Краткая задача 1
Замените «Trace» на «Draw» в записях от строки, содержащей «query: the noun phrase to segment: red onion», до строки, содержащей «POLYGON ((94 226, 94», включительно и приведите только эти строки, оставив всё прочее в них без изменений.
━━ Исходный документ
Судьбы европейской культурной традиции в эпоху перехода от античности к средневековью (Аверинцев) - страница 8

Когда в 410 г. Рим был взят и разграблен ордами готов Алариха, знаменитый христианский писатель Евсевий Иероним отозвался на эту весть, дошедшую до него в Палестине, восклицанием: "Пленен Моав!", - приравнивая город, в котором прошла его молодость, к проклятому племени моавитян из ветхозаветной истории. А ведь Иероним был тонким ценителем старой римской культуры, тысячей нитей связанным с ее языческим прошлым! Другой, еще более крупный представитель латинской литературы и христианской мысли этого времени - Аврелий Августин - отозвался на римскую катастрофу грандиозным трактатом "О граде божием", в котором он набрасывает картину истории человечества как извечной борьбы "двух градов": мирской государственности и духовной общности в боге. Один "основан на любви к себе, доведенной до презрения к богу", другой - "на любви к богу, доведенной до презрения к себе". Граждане божьего града хранят верность небесному отечеству и не могут прижиться в земном. Что касается государства, то оно почти никогда не выполняет по совести своих правовых функции; а неправедная власть - это всего-навсего "большая разбойничья шайка" ("latrocinium magnum") [[15]]. Августин проводит параллель между братоубийцей Каином и братоубийцей Ромулом, один из которых основал первый в мире, а второй - величайший в мире город: вот так и строятся земные города - на крови. Чему же удивляться, если бог через Алариха заставил Рим претерпеть ту участь, которой он подвергал другие народы? Если так рассуждали Иероним и Августин, аристократы духа, полноправные наследники Цицерона и Вергилия, что говорить об авторах, принадлежащих к плебейской литературе! К числу последних относится пресвитер Сальвиан из Массилии (современный Марсель), писавший около 440 г. Для Сальвиана Рим - это средоточие социального распада, сравнительно с которым варвары представляются носителями здоровой человеческой солидарности: "Почти все варвары, имеющие одного царя и составляющие одно племя, связаны взаимной любовью; почти все римляне заняты взаимным преследованием. Какой гражданин не завидует другому гражданину?" "Где, у каких людей встречаются такие непорядки, кроме, как у римлян? Где так сильна несправедливость, как у нас? Франки не знают таких преступлений; гунны свободны от подобного срама; ничего подобного нет ни у вандалов, ни у готов!" [[16]].
━━━━
Краткая задача 2
Воспроизведите дословно и целиком текст о судьбах европейской культурной традиции.
━━ Раздел данных
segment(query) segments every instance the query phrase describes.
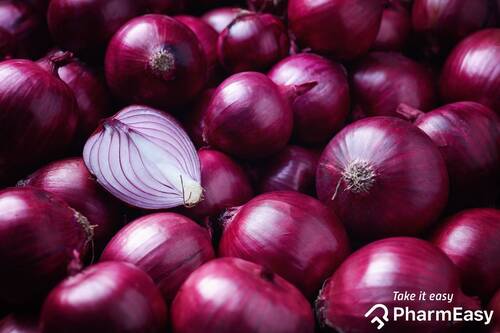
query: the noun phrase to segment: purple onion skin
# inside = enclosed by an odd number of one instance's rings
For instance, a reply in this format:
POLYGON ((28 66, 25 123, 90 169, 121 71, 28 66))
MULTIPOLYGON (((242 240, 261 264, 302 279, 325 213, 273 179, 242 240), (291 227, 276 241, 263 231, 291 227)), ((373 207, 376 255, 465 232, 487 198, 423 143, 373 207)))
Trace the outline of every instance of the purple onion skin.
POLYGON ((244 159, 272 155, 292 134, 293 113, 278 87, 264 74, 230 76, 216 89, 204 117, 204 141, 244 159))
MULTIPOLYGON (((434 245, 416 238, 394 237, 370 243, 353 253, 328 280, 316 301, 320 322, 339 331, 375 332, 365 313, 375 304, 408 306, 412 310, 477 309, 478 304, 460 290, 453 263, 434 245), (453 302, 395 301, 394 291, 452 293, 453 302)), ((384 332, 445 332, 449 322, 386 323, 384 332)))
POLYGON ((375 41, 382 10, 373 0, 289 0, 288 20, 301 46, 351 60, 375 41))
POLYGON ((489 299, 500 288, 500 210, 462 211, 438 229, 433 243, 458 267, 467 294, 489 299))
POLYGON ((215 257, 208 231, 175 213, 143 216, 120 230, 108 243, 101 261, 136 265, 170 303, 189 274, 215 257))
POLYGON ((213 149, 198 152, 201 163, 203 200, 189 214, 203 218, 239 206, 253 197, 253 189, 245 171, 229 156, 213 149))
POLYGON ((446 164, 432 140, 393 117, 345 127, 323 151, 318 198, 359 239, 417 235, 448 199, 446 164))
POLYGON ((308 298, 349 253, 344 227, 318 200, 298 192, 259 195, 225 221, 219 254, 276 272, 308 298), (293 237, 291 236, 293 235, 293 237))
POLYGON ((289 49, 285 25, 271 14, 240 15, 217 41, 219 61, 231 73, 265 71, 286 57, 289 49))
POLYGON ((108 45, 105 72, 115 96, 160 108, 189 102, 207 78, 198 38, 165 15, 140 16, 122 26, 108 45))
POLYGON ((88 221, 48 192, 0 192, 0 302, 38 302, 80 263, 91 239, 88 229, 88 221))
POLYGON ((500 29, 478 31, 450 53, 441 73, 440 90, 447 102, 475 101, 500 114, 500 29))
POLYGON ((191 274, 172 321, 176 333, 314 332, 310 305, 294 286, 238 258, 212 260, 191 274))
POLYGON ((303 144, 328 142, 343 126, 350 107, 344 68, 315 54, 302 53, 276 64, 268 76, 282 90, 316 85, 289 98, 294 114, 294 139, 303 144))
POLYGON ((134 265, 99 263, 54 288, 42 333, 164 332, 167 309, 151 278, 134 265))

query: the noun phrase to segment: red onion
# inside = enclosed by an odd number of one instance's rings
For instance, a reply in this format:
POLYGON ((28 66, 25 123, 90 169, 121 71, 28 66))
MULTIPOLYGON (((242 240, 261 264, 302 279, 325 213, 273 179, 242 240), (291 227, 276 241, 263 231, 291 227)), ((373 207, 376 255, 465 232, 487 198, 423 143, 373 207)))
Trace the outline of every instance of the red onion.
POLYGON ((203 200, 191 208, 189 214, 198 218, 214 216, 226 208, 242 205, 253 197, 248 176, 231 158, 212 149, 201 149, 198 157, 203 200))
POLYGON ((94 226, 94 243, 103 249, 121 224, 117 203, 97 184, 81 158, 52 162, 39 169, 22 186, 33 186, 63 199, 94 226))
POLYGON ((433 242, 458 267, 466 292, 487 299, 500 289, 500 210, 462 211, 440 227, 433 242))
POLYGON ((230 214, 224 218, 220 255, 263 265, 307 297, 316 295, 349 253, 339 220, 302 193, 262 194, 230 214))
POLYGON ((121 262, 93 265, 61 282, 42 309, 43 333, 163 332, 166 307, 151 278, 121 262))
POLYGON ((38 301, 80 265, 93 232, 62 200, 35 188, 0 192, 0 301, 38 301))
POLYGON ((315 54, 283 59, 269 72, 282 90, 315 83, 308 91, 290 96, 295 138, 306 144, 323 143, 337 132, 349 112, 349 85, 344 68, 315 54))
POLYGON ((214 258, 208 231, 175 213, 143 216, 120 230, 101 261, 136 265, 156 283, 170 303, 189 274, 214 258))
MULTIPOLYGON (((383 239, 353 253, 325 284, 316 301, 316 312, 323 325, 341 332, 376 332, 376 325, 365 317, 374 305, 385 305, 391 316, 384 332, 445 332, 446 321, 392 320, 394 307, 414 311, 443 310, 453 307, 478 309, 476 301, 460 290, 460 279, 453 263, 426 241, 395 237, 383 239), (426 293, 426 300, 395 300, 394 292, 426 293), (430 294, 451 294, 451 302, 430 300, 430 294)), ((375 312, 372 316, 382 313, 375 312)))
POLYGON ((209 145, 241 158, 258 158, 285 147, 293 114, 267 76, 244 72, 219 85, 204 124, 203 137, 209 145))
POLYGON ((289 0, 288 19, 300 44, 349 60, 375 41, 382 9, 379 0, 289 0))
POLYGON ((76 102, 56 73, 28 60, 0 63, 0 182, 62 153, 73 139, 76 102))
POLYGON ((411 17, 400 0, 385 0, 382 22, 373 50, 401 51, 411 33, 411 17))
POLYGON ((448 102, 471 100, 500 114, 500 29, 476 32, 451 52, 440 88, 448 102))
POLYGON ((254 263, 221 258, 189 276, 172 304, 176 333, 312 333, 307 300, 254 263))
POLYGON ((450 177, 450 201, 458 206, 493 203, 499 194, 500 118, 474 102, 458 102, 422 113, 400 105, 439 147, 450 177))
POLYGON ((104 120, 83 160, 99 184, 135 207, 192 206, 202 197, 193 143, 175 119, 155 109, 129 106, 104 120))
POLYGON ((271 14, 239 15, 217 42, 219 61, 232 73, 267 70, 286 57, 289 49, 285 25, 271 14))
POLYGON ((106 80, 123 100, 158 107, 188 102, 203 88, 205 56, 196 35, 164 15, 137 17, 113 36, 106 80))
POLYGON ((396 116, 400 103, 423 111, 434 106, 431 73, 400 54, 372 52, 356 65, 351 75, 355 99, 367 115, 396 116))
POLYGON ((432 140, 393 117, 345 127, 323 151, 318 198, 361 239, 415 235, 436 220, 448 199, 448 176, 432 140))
━━━━
Полный ответ 1
query: the noun phrase to segment: red onion
# inside = enclosed by an odd number of one instance's rings
For instance, a reply in this format:
POLYGON ((28 66, 25 123, 90 169, 121 71, 28 66))
MULTIPOLYGON (((242 240, 261 264, 302 279, 325 213, 273 179, 242 240), (291 227, 276 241, 263 231, 291 227)), ((373 207, 376 255, 465 232, 487 198, 423 143, 373 207)))
Draw the outline of every instance of the red onion.
POLYGON ((203 200, 191 208, 189 214, 198 218, 214 216, 226 208, 242 205, 253 197, 248 176, 231 158, 212 149, 201 149, 198 157, 203 200))
POLYGON ((94 226, 94 243, 103 249, 121 224, 117 203, 97 184, 81 158, 52 162, 39 169, 22 186, 33 186, 63 199, 94 226))

Полный ответ 2
Судьбы европейской культурной традиции в эпоху перехода от античности к средневековью (Аверинцев) - страница 8

Когда в 410 г. Рим был взят и разграблен ордами готов Алариха, знаменитый христианский писатель Евсевий Иероним отозвался на эту весть, дошедшую до него в Палестине, восклицанием: "Пленен Моав!", - приравнивая город, в котором прошла его молодость, к проклятому племени моавитян из ветхозаветной истории. А ведь Иероним был тонким ценителем старой римской культуры, тысячей нитей связанным с ее языческим прошлым! Другой, еще более крупный представитель латинской литературы и христианской мысли этого времени - Аврелий Августин - отозвался на римскую катастрофу грандиозным трактатом "О граде божием", в котором он набрасывает картину истории человечества как извечной борьбы "двух градов": мирской государственности и духовной общности в боге. Один "основан на любви к себе, доведенной до презрения к богу", другой - "на любви к богу, доведенной до презрения к себе". Граждане божьего града хранят верность небесному отечеству и не могут прижиться в земном. Что касается государства, то оно почти никогда не выполняет по совести своих правовых функции; а неправедная власть - это всего-навсего "большая разбойничья шайка" ("latrocinium magnum") [[15]]. Августин проводит параллель между братоубийцей Каином и братоубийцей Ромулом, один из которых основал первый в мире, а второй - величайший в мире город: вот так и строятся земные города - на крови. Чему же удивляться, если бог через Алариха заставил Рим претерпеть ту участь, которой он подвергал другие народы? Если так рассуждали Иероним и Августин, аристократы духа, полноправные наследники Цицерона и Вергилия, что говорить об авторах, принадлежащих к плебейской литературе! К числу последних относится пресвитер Сальвиан из Массилии (современный Марсель), писавший около 440 г. Для Сальвиана Рим - это средоточие социального распада, сравнительно с которым варвары представляются носителями здоровой человеческой солидарности: "Почти все варвары, имеющие одного царя и составляющие одно племя, связаны взаимной любовью; почти все римляне заняты взаимным преследованием. Какой гражданин не завидует другому гражданину?" "Где, у каких людей встречаются такие непорядки, кроме, как у римлян? Где так сильна несправедливость, как у нас? Франки не знают таких преступлений; гунны свободны от подобного срама; ничего подобного нет ни у вандалов, ни у готов!" [[16]].